▶ TEKS SUMBER:
"""
Penjelesan Waliyullah Menurut Ibnu Athaillah
LADUNI.ID, Jakarta - Setiap rasul mengandung sifat kerasulan, kenabian, dan kewalian. Hanya saja setelah Nabi Muhammad SAW, sifat kenabian dan kerasulan tertutup. Pintu terbuka hingga kini adalah kewalian.
Sifat kewalian masih melekat pada beberapa orang di tengah-tengah kita. Kalau para nabi dan rasul bersifat makshum (terjaga dari maksiat), maka para wali Allah bersifat mahfuzh (selalu dalam bimbingan Allah baik dalam taat maupun dalam khilaf).
"""
▶ LATIHAN A: Sebutkan jumlah baris pada data di bawah yang memuat kata "post". Jawab dengan angkanya saja.

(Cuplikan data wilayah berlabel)
"""
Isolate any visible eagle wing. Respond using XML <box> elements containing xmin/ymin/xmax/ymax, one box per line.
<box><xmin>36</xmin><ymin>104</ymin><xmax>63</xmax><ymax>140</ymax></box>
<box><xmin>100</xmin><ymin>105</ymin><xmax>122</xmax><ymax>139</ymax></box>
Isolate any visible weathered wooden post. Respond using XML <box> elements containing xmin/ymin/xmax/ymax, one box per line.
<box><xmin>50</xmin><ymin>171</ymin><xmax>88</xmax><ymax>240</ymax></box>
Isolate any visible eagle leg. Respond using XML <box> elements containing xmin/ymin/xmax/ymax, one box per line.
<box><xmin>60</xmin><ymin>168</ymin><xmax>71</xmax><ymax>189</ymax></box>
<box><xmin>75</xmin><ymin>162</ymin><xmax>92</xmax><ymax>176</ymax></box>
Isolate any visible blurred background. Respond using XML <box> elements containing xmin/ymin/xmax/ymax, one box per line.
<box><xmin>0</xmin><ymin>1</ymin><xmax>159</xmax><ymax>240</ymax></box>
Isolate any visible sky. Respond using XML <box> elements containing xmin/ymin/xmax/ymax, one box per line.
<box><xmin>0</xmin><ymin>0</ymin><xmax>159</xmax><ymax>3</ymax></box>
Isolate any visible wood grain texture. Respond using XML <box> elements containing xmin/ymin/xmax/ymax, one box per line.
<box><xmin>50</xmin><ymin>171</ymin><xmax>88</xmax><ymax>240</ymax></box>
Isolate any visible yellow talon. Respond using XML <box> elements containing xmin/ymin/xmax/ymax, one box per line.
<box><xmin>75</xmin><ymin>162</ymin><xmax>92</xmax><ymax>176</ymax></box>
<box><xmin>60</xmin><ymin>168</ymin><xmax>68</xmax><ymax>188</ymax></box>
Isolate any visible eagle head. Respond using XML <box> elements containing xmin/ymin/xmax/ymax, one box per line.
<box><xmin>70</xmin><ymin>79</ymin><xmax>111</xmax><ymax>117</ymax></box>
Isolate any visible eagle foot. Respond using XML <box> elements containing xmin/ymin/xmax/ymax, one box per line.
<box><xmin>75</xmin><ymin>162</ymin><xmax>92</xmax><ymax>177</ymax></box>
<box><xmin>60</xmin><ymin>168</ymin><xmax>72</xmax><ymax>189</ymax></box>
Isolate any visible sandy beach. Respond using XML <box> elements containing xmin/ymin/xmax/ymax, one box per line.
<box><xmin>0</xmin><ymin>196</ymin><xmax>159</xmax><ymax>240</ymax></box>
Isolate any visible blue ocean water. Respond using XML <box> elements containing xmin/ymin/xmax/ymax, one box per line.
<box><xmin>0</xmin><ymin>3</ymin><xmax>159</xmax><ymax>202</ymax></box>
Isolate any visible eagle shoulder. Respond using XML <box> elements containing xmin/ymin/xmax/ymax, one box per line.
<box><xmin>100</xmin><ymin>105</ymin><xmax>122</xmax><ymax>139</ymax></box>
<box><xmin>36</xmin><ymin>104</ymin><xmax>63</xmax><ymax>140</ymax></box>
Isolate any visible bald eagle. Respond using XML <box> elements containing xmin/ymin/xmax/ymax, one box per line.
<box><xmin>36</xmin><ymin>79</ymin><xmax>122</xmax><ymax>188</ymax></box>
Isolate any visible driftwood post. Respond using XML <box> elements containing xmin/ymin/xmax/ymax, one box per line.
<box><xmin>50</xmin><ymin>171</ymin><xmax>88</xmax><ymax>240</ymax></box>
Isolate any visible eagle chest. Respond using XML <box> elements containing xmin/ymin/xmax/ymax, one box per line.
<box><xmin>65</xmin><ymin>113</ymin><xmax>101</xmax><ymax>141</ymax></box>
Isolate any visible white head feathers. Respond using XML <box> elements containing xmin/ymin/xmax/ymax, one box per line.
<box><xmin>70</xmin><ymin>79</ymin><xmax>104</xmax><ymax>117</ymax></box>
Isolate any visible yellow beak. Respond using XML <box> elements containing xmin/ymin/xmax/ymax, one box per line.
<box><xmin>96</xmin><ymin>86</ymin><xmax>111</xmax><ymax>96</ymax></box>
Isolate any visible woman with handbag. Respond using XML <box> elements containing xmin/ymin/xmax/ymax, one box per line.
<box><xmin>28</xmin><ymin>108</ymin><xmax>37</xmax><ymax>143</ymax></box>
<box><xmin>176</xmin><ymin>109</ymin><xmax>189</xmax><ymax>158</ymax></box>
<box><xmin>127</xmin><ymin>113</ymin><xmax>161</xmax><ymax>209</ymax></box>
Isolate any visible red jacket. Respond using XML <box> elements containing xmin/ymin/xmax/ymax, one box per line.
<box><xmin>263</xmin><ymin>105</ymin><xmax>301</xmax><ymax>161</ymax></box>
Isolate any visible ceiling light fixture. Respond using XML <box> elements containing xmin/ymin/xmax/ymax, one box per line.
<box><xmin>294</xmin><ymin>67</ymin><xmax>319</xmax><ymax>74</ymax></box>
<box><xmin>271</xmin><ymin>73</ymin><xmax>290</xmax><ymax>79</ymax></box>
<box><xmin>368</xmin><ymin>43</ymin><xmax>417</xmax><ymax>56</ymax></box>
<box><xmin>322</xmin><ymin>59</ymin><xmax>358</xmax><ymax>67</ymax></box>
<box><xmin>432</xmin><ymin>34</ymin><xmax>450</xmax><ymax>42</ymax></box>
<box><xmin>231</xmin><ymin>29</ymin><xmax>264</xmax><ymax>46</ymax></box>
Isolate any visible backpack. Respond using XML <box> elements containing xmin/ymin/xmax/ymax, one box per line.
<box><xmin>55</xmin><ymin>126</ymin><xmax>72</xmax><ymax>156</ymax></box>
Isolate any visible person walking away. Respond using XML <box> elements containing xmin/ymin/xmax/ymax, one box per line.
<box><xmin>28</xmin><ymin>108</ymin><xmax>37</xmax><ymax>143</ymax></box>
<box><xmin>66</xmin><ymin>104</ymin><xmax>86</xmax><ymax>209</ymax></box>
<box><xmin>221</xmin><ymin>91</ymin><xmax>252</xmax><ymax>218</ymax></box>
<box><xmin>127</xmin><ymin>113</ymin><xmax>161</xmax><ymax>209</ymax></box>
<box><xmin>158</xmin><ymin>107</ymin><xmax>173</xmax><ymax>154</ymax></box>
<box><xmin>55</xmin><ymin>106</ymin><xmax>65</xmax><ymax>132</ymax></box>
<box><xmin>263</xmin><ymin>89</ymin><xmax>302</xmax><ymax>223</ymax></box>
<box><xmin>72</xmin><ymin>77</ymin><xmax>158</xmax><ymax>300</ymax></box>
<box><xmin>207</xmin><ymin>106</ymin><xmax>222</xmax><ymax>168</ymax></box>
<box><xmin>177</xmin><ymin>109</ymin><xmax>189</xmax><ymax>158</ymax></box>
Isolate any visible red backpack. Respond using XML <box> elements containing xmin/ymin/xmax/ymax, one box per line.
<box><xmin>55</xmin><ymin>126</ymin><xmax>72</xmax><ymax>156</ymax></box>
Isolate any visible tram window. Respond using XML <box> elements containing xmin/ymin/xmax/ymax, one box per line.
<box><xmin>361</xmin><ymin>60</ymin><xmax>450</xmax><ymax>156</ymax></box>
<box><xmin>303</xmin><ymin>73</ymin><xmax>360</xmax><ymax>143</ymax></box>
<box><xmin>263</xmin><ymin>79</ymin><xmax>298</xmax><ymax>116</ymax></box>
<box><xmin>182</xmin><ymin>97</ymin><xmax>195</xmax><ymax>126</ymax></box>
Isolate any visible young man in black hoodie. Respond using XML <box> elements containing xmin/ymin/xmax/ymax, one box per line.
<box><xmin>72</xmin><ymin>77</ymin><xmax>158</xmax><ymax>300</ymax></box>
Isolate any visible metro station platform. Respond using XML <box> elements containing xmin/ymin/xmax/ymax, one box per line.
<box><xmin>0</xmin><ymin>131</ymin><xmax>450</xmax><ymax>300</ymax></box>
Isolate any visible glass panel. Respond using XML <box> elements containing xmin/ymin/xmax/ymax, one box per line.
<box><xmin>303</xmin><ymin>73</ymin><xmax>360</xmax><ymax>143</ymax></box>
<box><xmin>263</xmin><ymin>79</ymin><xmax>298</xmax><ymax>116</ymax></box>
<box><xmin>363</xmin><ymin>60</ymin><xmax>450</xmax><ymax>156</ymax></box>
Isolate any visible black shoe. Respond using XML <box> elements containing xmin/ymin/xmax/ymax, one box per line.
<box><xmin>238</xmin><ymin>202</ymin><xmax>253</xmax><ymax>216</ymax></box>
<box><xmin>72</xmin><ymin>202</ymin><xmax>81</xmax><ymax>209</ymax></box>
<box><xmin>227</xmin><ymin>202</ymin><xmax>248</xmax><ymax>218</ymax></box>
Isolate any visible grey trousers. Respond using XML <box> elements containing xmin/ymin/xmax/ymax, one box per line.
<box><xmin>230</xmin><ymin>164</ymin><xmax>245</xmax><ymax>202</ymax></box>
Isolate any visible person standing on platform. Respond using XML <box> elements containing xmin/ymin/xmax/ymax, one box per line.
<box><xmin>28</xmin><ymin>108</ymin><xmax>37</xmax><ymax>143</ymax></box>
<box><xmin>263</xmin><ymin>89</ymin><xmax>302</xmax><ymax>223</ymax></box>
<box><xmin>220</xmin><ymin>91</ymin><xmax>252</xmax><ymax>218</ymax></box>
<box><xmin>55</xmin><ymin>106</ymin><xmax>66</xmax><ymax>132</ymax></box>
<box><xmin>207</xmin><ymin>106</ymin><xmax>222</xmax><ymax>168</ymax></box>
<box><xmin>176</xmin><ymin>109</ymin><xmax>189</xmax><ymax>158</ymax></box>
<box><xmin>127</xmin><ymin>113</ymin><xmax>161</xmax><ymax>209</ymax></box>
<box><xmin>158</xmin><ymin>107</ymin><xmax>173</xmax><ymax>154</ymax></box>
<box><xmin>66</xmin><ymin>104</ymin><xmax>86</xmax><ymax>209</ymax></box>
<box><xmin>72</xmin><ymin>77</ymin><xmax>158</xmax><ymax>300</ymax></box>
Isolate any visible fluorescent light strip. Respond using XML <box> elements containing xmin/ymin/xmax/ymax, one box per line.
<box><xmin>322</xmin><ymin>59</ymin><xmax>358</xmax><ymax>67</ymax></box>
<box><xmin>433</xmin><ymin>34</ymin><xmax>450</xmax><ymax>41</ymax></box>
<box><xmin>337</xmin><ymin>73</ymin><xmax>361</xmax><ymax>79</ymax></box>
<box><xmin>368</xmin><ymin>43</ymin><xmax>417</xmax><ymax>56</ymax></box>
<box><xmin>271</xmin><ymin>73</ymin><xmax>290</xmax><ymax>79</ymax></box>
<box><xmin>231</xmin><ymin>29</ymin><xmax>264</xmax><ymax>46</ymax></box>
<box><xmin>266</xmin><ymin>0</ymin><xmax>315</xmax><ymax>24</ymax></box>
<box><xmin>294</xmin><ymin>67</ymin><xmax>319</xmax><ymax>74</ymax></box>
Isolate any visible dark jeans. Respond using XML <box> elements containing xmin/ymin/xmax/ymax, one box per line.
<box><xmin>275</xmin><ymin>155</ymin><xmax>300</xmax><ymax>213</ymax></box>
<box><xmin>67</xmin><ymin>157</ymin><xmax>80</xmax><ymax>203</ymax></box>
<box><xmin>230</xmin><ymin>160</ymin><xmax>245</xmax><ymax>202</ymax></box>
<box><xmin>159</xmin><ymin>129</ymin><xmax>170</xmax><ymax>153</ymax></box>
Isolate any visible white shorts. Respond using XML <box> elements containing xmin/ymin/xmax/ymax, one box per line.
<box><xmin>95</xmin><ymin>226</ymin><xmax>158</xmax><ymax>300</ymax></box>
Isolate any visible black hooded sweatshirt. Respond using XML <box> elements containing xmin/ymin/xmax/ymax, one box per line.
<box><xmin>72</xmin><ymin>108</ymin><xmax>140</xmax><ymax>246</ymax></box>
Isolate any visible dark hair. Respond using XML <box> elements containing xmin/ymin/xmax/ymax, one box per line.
"""
▶ LATIHAN B: Tulis ulang bagian teks tentang waliyullah antara "Sifat kewalian masih" dan "maupun dalam khilaf).", termasuk keduanya, dengan menukar "maksiat" menjadi "dosa".

▶ JAWABAN LENGKAP A: 2

▶ JAWABAN LENGKAP B:
Sifat kewalian masih melekat pada beberapa orang di tengah-tengah kita. Kalau para nabi dan rasul bersifat makshum (terjaga dari dosa), maka para wali Allah bersifat mahfuzh (selalu dalam bimbingan Allah baik dalam taat maupun dalam khilaf).